> Data for this task:
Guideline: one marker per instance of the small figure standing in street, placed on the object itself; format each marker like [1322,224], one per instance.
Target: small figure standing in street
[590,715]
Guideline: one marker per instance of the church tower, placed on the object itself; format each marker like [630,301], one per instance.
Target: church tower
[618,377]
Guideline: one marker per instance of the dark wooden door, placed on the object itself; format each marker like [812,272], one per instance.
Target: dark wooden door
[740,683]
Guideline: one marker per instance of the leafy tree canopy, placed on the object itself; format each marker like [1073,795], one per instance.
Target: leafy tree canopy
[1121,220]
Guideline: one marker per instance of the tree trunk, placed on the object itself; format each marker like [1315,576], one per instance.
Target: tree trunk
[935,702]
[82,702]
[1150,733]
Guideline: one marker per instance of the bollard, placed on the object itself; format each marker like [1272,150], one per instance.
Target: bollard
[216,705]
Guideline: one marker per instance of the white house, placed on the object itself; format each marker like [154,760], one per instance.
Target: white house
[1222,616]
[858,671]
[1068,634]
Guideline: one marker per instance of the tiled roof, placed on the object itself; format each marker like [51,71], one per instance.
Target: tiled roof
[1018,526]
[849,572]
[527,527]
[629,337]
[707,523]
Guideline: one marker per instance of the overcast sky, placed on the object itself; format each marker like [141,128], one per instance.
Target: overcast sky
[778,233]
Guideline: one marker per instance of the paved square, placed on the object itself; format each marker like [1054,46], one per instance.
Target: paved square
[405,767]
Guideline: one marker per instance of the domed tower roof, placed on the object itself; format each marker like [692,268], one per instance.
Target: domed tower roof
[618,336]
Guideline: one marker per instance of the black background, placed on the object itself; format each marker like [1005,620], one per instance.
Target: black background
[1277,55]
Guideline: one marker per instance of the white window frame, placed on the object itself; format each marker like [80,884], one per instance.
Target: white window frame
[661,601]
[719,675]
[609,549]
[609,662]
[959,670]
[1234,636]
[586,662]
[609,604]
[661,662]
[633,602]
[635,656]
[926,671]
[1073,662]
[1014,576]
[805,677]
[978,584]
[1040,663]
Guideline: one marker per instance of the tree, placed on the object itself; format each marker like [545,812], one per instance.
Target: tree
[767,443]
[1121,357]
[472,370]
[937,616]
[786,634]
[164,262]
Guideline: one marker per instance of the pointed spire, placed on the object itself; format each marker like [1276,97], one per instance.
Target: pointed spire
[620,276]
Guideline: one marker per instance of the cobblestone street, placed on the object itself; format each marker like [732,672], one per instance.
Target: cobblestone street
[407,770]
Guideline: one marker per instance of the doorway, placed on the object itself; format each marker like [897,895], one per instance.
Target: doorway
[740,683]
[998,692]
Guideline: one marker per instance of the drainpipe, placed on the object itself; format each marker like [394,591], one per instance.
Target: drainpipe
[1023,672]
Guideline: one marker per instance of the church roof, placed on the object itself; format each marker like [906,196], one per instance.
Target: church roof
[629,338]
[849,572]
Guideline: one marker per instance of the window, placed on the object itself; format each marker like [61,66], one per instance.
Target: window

> Exercise brief:
Only exact copies of the lines from the one containing "Target: church roof" to the end of the records belong in the answer.

> Written answer:
Target: church roof
[629,338]
[849,572]
Guideline: one marker per instance of the window, placed on the object itself; format each marker like [61,66], one per instance.
Target: window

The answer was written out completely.